== Input for this task ==
-- START --

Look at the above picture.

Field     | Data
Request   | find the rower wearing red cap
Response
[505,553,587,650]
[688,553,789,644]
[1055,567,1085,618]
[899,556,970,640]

-- END --
-- START --

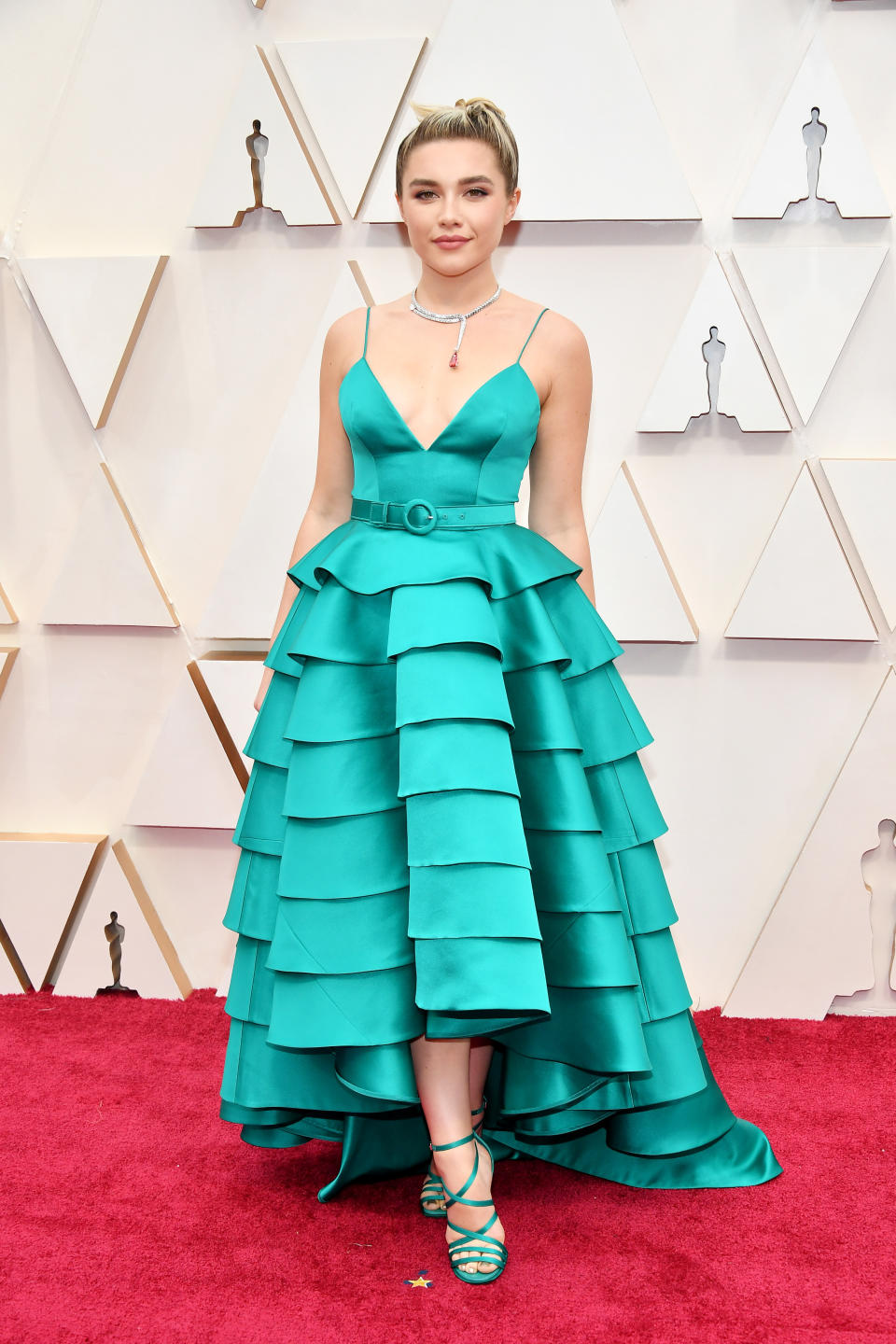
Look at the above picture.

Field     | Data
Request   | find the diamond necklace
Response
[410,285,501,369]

-- END --
-- START --

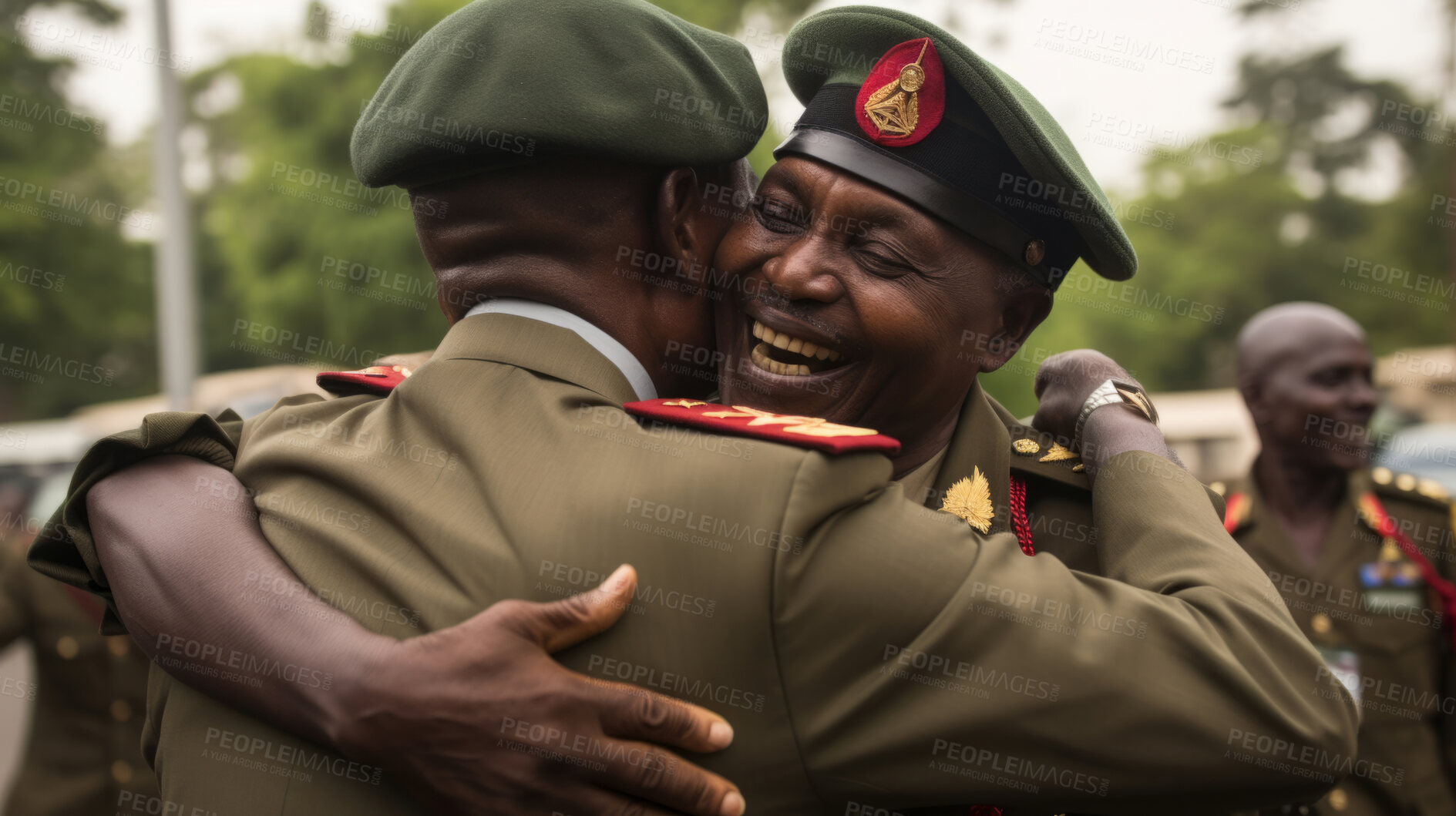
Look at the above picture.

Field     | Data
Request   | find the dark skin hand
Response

-- END --

== Given problem ==
Return every line of the records above that contains the string "find", treating uppercase and lowercase letters as different.

== Output below ==
Request   | find the rower wearing red cap
Request   | find the diamond necklace
Request   | find the dark skin hand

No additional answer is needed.